----- Excerpted passage

On Tue, 12 Dec 2023, Richard Sandiford wrote:

> Richard Biener <rguent...@suse.de> writes:
> > The following aovids over/under-read of storage when vectorizing
> > a non-grouped load with SLP.  Instead of forcing peeling for gaps
> > use a smaller load for the last vector which might access excess
> > elements.  This builds upon the existing optimization avoiding
> > peeling for gaps, generalizing it to all gap widths leaving a
> > power-of-two remaining number of elements (but it doesn't replace
> > or improve that particular case at this point).
> >
> > I wonder if the poly relational compares I set up are good enough
> > to guarantee /* remain should now be > 0 and < nunits.  */.
> >
> > There is existing test coverage that runs into /* DR will be unused.  */
> > always when the gap is wider than nunits.  Compared to the
> > existing gap == nunits/2 case this only adjusts the load that will
> > cause the overrun at the end, not every load.  Apart from the
> > poly relational compares it should reliably cover these cases but
> > I'll leave it for stage1 to remove.

----------
----- Data entries

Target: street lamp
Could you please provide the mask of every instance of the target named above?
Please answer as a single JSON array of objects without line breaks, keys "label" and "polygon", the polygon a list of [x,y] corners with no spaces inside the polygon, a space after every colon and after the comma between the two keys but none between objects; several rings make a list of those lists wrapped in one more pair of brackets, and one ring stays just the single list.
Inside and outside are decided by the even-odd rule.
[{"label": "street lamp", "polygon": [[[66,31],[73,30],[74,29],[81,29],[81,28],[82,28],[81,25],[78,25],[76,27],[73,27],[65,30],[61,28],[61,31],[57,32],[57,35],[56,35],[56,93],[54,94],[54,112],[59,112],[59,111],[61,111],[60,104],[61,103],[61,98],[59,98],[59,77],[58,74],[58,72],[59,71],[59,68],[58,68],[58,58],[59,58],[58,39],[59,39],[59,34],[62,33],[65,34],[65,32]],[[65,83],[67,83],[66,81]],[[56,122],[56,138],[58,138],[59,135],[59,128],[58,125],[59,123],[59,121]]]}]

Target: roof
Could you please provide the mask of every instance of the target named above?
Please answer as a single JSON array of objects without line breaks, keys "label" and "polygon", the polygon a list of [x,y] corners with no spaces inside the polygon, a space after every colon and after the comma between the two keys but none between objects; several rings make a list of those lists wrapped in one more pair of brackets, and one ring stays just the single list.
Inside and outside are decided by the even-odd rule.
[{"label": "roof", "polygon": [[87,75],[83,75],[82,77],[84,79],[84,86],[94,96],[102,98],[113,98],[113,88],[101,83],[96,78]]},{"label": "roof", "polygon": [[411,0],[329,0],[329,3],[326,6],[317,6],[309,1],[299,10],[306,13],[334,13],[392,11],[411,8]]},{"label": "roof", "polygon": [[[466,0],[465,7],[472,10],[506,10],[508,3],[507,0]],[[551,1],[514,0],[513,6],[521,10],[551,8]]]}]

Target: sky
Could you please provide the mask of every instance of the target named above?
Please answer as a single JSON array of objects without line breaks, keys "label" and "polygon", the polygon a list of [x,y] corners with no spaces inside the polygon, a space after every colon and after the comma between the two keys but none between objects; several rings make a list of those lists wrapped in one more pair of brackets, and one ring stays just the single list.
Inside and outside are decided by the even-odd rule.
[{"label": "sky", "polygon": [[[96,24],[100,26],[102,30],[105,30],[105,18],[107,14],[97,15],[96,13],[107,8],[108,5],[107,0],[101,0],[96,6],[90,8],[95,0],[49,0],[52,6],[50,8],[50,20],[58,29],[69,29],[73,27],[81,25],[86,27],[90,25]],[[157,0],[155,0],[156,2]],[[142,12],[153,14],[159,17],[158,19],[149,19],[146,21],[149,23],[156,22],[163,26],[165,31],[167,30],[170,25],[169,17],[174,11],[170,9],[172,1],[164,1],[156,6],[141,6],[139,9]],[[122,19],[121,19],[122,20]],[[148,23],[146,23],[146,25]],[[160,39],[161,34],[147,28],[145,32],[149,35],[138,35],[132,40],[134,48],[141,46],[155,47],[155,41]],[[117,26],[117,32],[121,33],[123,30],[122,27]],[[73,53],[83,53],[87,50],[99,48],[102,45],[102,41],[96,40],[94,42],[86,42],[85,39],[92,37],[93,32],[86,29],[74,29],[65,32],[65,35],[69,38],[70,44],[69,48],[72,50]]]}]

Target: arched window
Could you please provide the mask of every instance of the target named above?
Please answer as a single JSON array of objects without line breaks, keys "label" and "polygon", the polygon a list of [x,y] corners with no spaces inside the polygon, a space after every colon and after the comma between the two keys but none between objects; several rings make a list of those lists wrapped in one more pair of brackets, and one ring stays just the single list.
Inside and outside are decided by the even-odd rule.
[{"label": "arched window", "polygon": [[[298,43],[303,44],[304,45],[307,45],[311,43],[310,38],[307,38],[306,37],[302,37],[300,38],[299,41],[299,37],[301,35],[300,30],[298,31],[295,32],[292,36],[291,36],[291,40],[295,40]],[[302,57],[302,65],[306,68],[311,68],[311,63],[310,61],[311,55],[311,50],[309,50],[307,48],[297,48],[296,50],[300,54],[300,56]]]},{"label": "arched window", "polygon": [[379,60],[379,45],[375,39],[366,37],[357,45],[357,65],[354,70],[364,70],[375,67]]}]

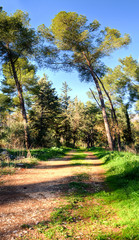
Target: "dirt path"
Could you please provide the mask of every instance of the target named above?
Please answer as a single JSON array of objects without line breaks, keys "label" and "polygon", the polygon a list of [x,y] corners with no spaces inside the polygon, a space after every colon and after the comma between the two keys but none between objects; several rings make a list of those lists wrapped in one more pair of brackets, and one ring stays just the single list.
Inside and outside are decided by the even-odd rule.
[{"label": "dirt path", "polygon": [[85,153],[85,164],[81,166],[71,164],[71,152],[65,158],[39,162],[33,169],[20,169],[0,178],[0,239],[15,239],[26,233],[21,225],[49,219],[54,207],[63,201],[62,195],[69,191],[68,184],[75,174],[90,174],[92,192],[104,187],[101,161],[91,152]]}]

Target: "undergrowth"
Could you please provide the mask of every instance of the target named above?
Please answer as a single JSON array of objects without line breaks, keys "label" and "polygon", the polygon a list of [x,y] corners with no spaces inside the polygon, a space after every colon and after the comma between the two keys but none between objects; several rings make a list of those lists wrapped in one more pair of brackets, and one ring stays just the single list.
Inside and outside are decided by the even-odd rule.
[{"label": "undergrowth", "polygon": [[118,214],[115,226],[123,228],[123,239],[139,239],[139,156],[128,152],[93,149],[102,159],[110,192],[101,192]]},{"label": "undergrowth", "polygon": [[[0,149],[0,175],[14,174],[16,168],[31,168],[38,164],[38,161],[47,161],[49,158],[57,158],[65,155],[70,148],[42,148],[32,149],[31,158],[27,158],[26,150]],[[3,154],[4,152],[4,154]]]},{"label": "undergrowth", "polygon": [[[78,151],[71,162],[83,168],[68,185],[63,197],[67,202],[55,208],[49,220],[31,227],[43,234],[42,239],[139,240],[138,156],[103,149],[90,151],[102,160],[109,190],[90,192],[93,173],[87,166],[83,172],[87,160]],[[26,235],[25,239],[33,238]]]}]

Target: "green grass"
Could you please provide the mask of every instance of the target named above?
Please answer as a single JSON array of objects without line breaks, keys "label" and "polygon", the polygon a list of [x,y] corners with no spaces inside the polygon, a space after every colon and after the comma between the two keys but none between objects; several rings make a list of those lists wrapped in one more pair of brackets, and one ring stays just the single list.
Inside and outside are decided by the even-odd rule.
[{"label": "green grass", "polygon": [[19,168],[20,166],[23,168],[32,168],[37,164],[38,164],[38,160],[36,158],[24,158],[20,160],[9,160],[9,159],[3,160],[3,161],[0,161],[0,176],[7,175],[7,174],[14,174],[16,169]]},{"label": "green grass", "polygon": [[[17,164],[22,163],[23,168],[31,168],[34,165],[38,164],[38,161],[47,161],[50,158],[63,157],[70,148],[43,148],[43,149],[32,149],[31,158],[27,158],[27,151],[25,150],[16,150],[16,149],[7,149],[8,155],[2,156],[2,161],[0,160],[0,175],[14,174]],[[0,149],[0,154],[2,149]],[[24,157],[24,158],[23,158]]]},{"label": "green grass", "polygon": [[128,152],[93,150],[107,171],[110,192],[101,192],[105,203],[116,209],[115,226],[123,227],[125,239],[139,239],[139,156]]},{"label": "green grass", "polygon": [[47,161],[50,158],[60,158],[63,157],[71,148],[42,148],[42,149],[32,149],[31,155],[38,158],[40,161]]},{"label": "green grass", "polygon": [[[83,167],[69,183],[63,197],[67,203],[55,208],[49,221],[33,226],[45,239],[139,240],[138,156],[100,148],[93,151],[107,171],[109,191],[90,193],[90,171]],[[85,155],[78,151],[71,162],[82,165]]]}]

----------

Exercise set —
1) Set down the vectorizer patch email word for word from "On Tue, 12 Dec" to "at this point).".
2) Answer these questions from the vectorizer patch email:
(a) What does the change use for the last vector instead of forcing peeling for gaps?
(b) Compared with the existing gap == nunits/2 case, which load does this change adjust?
(c) For which stage does the writer leave the removal?
3) Continue the vectorizer patch email from where it stops.
You won't need the rows for any of this.

Answers to the problems —
1)
On Tue, 12 Dec 2023, Richard Sandiford wrote:

> Richard Biener <rguent...@suse.de> writes:
> > The following aovids over/under-read of storage when vectorizing
> > a non-grouped load with SLP.  Instead of forcing peeling for gaps
> > use a smaller load for the last vector which might access excess
> > elements.  This builds upon the existing optimization avoiding
> > peeling for gaps, generalizing it to all gap widths leaving a
> > power-of-two remaining number of elements (but it doesn't replace
> > or improve that particular case at this point).

2)
(a) A smaller load that might access excess elements.
(b) Only the load that will cause the overrun at the end, not every load.
(c) Stage1.

3)
> >
> > Bootstrapped and tested on x86_64-unknown-linux-gnu, I've also
> > built and tested SPEC CPU 2017.
> >
> > OK?
> >
> >     PR tree-optimization/112736
> >     * tree-vect-stmts.cc (vectorizable_load): Extend optimization
> >     to avoid peeling for gaps to handle single-element non-groups
> >     we now allow with SLP.
> >
> >     * gcc.dg/torture/pr112736.c: New testcase.
> 
> Mostly LGTM FWIW.  A couple of comments below:
> 
> > ---
> >  gcc/testsuite/gcc.dg/torture/pr112736.c | 27 ++++++++
> >  gcc/tree-vect-stmts.cc                  | 86 ++++++++++++++++++++-----
> >  2 files changed, 96 insertions(+), 17 deletions(-)
> >  create mode 100644 gcc/testsuite/gcc.dg/torture/pr112736.c
> >
> > diff --git a/gcc/testsuite/gcc.dg/torture/pr112736.c 
> > b/gcc/testsuite/gcc.dg/torture/pr112736.c
> > new file mode 100644
> > index 00000000000..6abb56edba3
> > --- /dev/null
> > +++ b/gcc/testsuite/gcc.dg/torture/pr112736.c
> > @@ -0,0 +1,27 @@
> > +/* { dg-do run { target *-*-linux* *-*-gnu* *-*-uclinux* } } */
> > +
> > +#include <sys/mman.h>
> > +#include <unistd.h>
> > +
> > +int a, c[3][5];
> > +
> > +void __attribute__((noipa))
> > +fn1 (int * __restrict b)
> > +{
> > +  int e;
> > +  for (a = 2; a >= 0; a--)
> > +    for (e = 0; e < 4; e++)
> > +      c[a][e] = b[a];
> > +}
> > +
> > +int main()
> > +{
> > +  long pgsz = sysconf (_SC_PAGESIZE);
> > +  void *p = mmap (NULL, pgsz * 2, PROT_READ|PROT_WRITE,
> > +                  MAP_ANONYMOUS|MAP_PRIVATE, 0, 0);
> > +  if (p == MAP_FAILED)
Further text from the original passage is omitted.